Task: Each line below should be reproduced without any alteration.

(Referring expression data)
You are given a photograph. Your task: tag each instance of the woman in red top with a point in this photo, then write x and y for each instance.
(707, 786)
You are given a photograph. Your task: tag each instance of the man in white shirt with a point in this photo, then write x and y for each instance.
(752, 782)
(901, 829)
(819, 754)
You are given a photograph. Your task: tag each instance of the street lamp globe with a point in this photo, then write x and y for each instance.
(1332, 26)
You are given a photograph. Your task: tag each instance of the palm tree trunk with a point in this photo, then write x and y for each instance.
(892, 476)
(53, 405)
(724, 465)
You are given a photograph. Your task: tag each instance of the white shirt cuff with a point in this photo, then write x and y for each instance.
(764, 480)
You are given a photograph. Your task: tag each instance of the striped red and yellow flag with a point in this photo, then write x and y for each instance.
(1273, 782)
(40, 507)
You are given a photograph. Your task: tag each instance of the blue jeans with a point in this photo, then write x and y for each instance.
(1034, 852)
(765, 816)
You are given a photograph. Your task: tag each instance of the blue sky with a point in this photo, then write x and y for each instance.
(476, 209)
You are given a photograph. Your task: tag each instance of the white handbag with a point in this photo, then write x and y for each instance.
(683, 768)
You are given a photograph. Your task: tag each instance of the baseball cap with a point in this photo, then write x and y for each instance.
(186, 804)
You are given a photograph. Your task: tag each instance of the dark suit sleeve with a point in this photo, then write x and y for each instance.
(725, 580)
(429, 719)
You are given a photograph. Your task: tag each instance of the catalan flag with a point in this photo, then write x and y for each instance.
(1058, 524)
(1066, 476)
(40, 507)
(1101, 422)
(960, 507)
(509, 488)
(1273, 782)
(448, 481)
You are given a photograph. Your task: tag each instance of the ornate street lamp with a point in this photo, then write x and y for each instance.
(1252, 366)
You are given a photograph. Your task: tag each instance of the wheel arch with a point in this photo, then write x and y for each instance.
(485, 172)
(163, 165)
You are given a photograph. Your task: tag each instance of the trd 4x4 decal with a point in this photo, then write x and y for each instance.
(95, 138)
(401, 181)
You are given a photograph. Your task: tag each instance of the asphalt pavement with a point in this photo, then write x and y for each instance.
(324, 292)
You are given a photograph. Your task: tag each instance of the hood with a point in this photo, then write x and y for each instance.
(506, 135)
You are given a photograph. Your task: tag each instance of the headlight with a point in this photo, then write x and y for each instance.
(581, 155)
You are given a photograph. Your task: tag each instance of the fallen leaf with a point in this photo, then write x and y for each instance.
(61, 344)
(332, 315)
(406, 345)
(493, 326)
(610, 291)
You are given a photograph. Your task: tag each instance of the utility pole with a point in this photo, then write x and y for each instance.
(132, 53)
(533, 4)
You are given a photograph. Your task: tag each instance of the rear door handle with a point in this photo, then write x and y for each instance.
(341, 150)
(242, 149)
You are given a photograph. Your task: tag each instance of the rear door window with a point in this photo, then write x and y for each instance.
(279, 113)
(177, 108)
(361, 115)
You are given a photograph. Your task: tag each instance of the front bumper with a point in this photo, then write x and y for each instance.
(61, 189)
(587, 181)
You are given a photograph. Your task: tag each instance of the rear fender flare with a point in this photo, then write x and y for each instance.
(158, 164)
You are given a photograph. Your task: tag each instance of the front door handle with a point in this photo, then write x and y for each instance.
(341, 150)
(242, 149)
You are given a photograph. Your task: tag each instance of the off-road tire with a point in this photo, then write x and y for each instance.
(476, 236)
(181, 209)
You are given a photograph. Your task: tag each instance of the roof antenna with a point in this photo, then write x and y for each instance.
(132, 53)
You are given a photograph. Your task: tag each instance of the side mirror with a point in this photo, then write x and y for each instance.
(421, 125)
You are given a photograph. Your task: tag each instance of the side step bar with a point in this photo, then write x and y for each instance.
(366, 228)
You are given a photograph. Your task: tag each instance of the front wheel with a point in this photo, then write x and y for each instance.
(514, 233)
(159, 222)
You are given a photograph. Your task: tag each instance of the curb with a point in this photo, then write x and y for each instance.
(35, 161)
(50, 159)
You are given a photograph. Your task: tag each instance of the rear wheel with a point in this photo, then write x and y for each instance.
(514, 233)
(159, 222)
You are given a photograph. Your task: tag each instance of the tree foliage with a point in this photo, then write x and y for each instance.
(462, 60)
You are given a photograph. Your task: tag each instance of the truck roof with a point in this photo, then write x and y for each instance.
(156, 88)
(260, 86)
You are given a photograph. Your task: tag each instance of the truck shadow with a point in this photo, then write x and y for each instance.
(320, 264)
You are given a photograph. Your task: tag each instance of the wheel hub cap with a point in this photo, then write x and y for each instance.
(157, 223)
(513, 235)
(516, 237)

Result:
You are given a photograph. Your task: tag each instance of the woman in red top with a point in this photo, then write x and y for each instance.
(707, 786)
You are given a photograph. Your task: tag each instance of the man in white shirt with a point in this photo, then write x and y for each instance.
(752, 782)
(901, 829)
(819, 754)
You are given a photograph. Your task: tag each instance of the street lamp globe with a point in this photo, then write x and y for each instance.
(1332, 26)
You are given a photograph. Your task: tag each instance of the palm tree trunk with a point in this photo, then write x and y for each instance.
(892, 476)
(53, 405)
(724, 465)
You are given a photograph. Your task: tag each instance of the white shirt cuff with a point in this photo, then write x and y for each instance.
(764, 480)
You are given a photograph. Your task: tag each instance of the striped red and yellow flag with a point in this photo, then write x and y for each instance.
(1273, 782)
(40, 507)
You are given a photograph. Your task: tag each instance of the blue jeans with a point in this photo, then write x and y for each instance.
(1034, 852)
(765, 816)
You are given a photograph. Your task: tag each instance of the blue sky with a point in this photo, then write x and y for each instance.
(476, 209)
You are given a photograph. Your task: tag each instance of the white handbag with a point in this photo, then write x and y for each instance.
(683, 768)
You are given a photograph. Your task: tag each instance of the baseball cap with a point in this photo, then write x and y for each instance.
(186, 804)
You are given a photograph. Your task: tag each instance of the dark suit sleeve with a point in this photo, then write x and y for each instance.
(725, 580)
(429, 719)
You are given a photograph. Your task: tag each instance of the catalan flag with a point in this photo, then write x and y for each instance.
(1058, 524)
(1066, 476)
(40, 507)
(1101, 422)
(960, 507)
(509, 488)
(1273, 782)
(448, 481)
You are given a photograph. Your task: tag each instance of the ornate street lamp with a point in this photo, then write x and y for each instance.
(1252, 366)
You are given a photograph. Your task: tag each instance of the wheel arch with a point in this photo, then write x and y for each instance.
(485, 172)
(163, 165)
You are given a photograph. Your task: tag each instance of the trd 4x4 decal with a point in this photo, then write x and y for each instance.
(95, 138)
(401, 181)
You are given a photograph. Your task: tag each instance of the asphalt pavement with a point in this photo, then write x and y for each instance.
(324, 292)
You are given a photograph. Your task: tag each instance of the hood with a point in this photo, then write x and y for each instance.
(506, 135)
You are given a photograph. Your task: tag each instance of the headlight with a point in this photo, then write x and y for each instance.
(581, 155)
You are given a photograph. Your task: tag each instance of the fallen leaf with a point in this photo, then write x and y for each instance.
(61, 344)
(332, 315)
(406, 345)
(493, 326)
(610, 291)
You are given a photograph. Your task: tag each instance of the utility pole with a point in this photo, then write x and y for each instance.
(132, 53)
(533, 4)
You are given a photograph. Your task: tag each instance of the rear door handle with a point in this photo, then write x and y for each instance.
(341, 150)
(242, 149)
You are given a photograph. Your task: tag each instance of the rear door window with a point in this photo, then write x and y for each instance.
(279, 113)
(177, 108)
(361, 115)
You are given a photograph. Your task: tag each instance of the front bumper with a point in this photo, then write x and y for each instance.
(61, 189)
(587, 181)
You are given a photograph. Your task: tag each instance of the rear fender flare with a point in this photo, then write x and y for each instance.
(158, 164)
You are given a photograph. Your task: tag each instance of the front door handle with a point in this photo, then write x and y for each instance.
(341, 150)
(242, 149)
You are given a photograph. Your task: tag each instance of the off-road tire with a point in this photo, then write x and y for each instance.
(476, 236)
(181, 209)
You are given a photograph. Your task: tag each instance of the roof antenna with a point in this photo, then write x and y for each instance.
(132, 53)
You are given a photograph. Your task: tag each instance of the side mirror with a point in this photo, then write x and y for each instance.
(421, 125)
You are given a photograph. Your task: tag each instance of the side step bar with a point in this photo, then write x and y for each instance.
(366, 228)
You are given a photograph. Your task: tag each instance of the front wheel with a point in this photo, then write x and y for each instance.
(514, 233)
(159, 222)
You are given a photograph. Your task: tag each instance of the curb with a point in this photo, then write x and y for each instance.
(35, 161)
(50, 159)
You are given a photograph. Your task: tag each instance of the rear wheel with a point in this photo, then write x and y for each instance.
(514, 233)
(159, 222)
You are given a photograph. Your task: tag each instance of the tree foliage with a point in this photo, then write x and y for each instance.
(462, 60)
You are given a photograph. Your task: tag each instance of the truck roof with a point in this photo, then write x and y for each instance.
(156, 88)
(260, 86)
You are given a photograph. Your task: tag each instance of the truck shadow with a point in this photo, then write x and y for each instance.
(320, 264)
You are given a photograph. Your task: tag each instance of the wheel hub cap with a point in this photo, then write x and y for each instance.
(157, 223)
(513, 235)
(516, 237)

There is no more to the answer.